Carry on the article about L. Sprague de Camp's 1975 biography of H. P. Lovecraft, starting after its final sentence.

#### DOCUMENT EXCERPT
start
Lovecraft: A Biography
- Dust-jacket for Lovecraft: A Biography
- Author: L. Sprague de Camp
- Cover artist: Nicholas Gaetano
- Language: English
- Publisher: Doubleday
- Publication date: 1975
- Publication place: United States
- Media type: Print (Hardback)
- Pages: xvi, 480 pp
- ISBN: 0-385-00578-4
- OCLC: 979196
- Dewey Decimal: 813/.5/2 B
- LC Class: PS3523.O833 Z59

= Lovecraft: A Biography =

1975 biography of H. P. Lovecraft by L. Sprague de Camp

Lovecraft: A Biography is a 1975 biography of the writer H. P. Lovecraft by science-fiction writer L. Sprague de Camp, first published in hardcover by Doubleday in February 1975.
end
#### GIVEN MATERIAL
start
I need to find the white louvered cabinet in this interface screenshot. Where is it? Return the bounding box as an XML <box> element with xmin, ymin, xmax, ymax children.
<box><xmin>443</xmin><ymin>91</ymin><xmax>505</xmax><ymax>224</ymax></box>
end
#### FINAL ANSWER
==Criticisms and de Camp's responses==
The biography, a warts-and-all examination of the famous horror and science-fiction writer, was the first major independent biography of Lovecraft. De Camp's approach has been called frank and judicious by some, unflattering and unbalanced by others. Lovecraft's attitude towards his writing was resolutely non-commercial: he never mastered touch typing or systematically searched for paying markets. de Camp felt that it was folly for Lovecraft to pretend to be a gentleman-amateur without the capital to fund his lifestyle, to which one reviewer replied that Lovecraft seemed happy to live in poverty writing for his own amusement and that of his close friends.

De Camp himself considered some of the criticism of his book as expressed in reviews of the hardcover had merit, and accordingly altered the text in the paperback edition to take account of these criticisms. Altogether, de Camp cut about 13,000–16,000 "repetitions, digressions and speculative obiter dicta" from the paperback edition. On the requirement of the publisher he also "eliminated the notes section, bibliography and index," an excision he was reportedly unhappy about.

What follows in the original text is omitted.